* _REQUIRED ACTION_
An identical copy of all the records is what the answer must contain.

* * * * * * * * *

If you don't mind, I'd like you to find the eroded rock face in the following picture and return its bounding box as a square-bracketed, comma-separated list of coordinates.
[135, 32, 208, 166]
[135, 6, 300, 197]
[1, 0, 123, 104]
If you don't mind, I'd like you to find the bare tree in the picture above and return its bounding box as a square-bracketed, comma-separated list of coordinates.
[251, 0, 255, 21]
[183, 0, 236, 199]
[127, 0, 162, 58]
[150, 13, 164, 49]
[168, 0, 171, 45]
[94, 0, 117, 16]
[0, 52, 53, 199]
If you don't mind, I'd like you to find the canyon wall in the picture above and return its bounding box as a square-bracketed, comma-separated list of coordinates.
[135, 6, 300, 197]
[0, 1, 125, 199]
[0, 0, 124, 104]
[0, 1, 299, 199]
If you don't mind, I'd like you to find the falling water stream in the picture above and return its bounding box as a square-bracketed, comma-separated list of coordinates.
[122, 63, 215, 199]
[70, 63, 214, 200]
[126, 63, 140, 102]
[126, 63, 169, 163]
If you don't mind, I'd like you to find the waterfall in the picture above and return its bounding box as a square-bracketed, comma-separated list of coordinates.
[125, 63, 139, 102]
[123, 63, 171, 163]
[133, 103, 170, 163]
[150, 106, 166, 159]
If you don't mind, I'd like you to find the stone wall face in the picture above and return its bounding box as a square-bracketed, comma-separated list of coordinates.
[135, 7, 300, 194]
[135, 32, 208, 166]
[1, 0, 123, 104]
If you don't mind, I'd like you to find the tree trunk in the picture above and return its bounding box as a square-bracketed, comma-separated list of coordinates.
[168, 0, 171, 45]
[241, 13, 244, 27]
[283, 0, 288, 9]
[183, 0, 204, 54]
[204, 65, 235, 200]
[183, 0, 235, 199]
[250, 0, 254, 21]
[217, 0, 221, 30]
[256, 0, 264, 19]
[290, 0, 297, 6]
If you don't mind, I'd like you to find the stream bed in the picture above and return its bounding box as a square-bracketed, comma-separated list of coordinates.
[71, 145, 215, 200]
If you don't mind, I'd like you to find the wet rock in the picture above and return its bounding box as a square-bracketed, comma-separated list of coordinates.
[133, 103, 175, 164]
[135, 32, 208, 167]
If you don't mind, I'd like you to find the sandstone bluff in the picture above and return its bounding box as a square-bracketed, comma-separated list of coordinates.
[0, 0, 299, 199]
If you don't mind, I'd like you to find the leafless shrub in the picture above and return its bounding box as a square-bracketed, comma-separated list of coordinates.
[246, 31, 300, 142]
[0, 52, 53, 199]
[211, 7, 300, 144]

* * * * * * * * *

* _EXERCISE RESULT_
If you don't mind, I'd like you to find the eroded rock face in the following picture and return its bounding box as a square-bracketed, comma-separated list of coordinates.
[135, 32, 208, 166]
[135, 6, 300, 197]
[1, 0, 123, 104]
If you don't mind, I'd like you to find the bare tree in the picture above and return its bounding box as a square-bracketed, comma-separated list of coordinates.
[251, 0, 255, 21]
[183, 0, 236, 199]
[127, 0, 162, 58]
[150, 13, 164, 49]
[168, 0, 171, 45]
[94, 0, 117, 16]
[0, 52, 53, 199]
If you don't mind, I'd like you to find the canyon wall in the picture above and return its bounding box as a square-bracketed, comma-separated list of coordinates.
[135, 6, 300, 197]
[0, 1, 125, 199]
[0, 0, 124, 104]
[0, 1, 299, 199]
If you don't mind, I'd like you to find the falling water stream in the picture above and return its bounding box as a square-bracketed, comma-separated list of coordinates.
[122, 63, 215, 199]
[70, 63, 214, 200]
[126, 63, 140, 102]
[126, 63, 169, 163]
If you don't mind, I'd like you to find the waterfall in the picture above and return its bounding box as a square-bracketed, comma-separated list of coordinates.
[125, 63, 139, 102]
[123, 63, 171, 163]
[133, 103, 170, 163]
[150, 106, 166, 159]
If you don't mind, I'd like you to find the stone wall face in the picture above and return its bounding box as a square-bracketed, comma-separated list of coordinates.
[135, 7, 300, 194]
[135, 32, 208, 166]
[1, 0, 123, 104]
If you don't mind, I'd like you to find the tree trunk in the picture above and return its bounding box as a square-bracketed, comma-separated list of coordinates.
[168, 0, 171, 45]
[241, 13, 244, 27]
[283, 0, 288, 9]
[183, 0, 204, 54]
[204, 65, 235, 200]
[183, 0, 235, 199]
[250, 0, 254, 21]
[217, 0, 221, 30]
[256, 0, 264, 19]
[290, 0, 297, 6]
If you don't mind, I'd like you to find the stream bed in the picture above and return its bounding box as a square-bracketed, comma-separated list of coordinates.
[71, 145, 215, 200]
If you don't mind, I'd like you to find the wet rock in the picture above and return its bounding box as a square-bracketed, comma-separated list of coordinates.
[133, 103, 175, 164]
[135, 32, 208, 167]
If you don't mind, I'd like you to find the sandstone bluff in the picture above and return its bounding box as a square-bracketed, comma-separated list of coordinates.
[0, 0, 299, 199]
If you don't mind, I'd like you to find the leafless shrub in the picture above and return its bounding box as a square-bracketed, comma-separated list of coordinates.
[246, 31, 300, 142]
[0, 52, 53, 199]
[211, 7, 300, 144]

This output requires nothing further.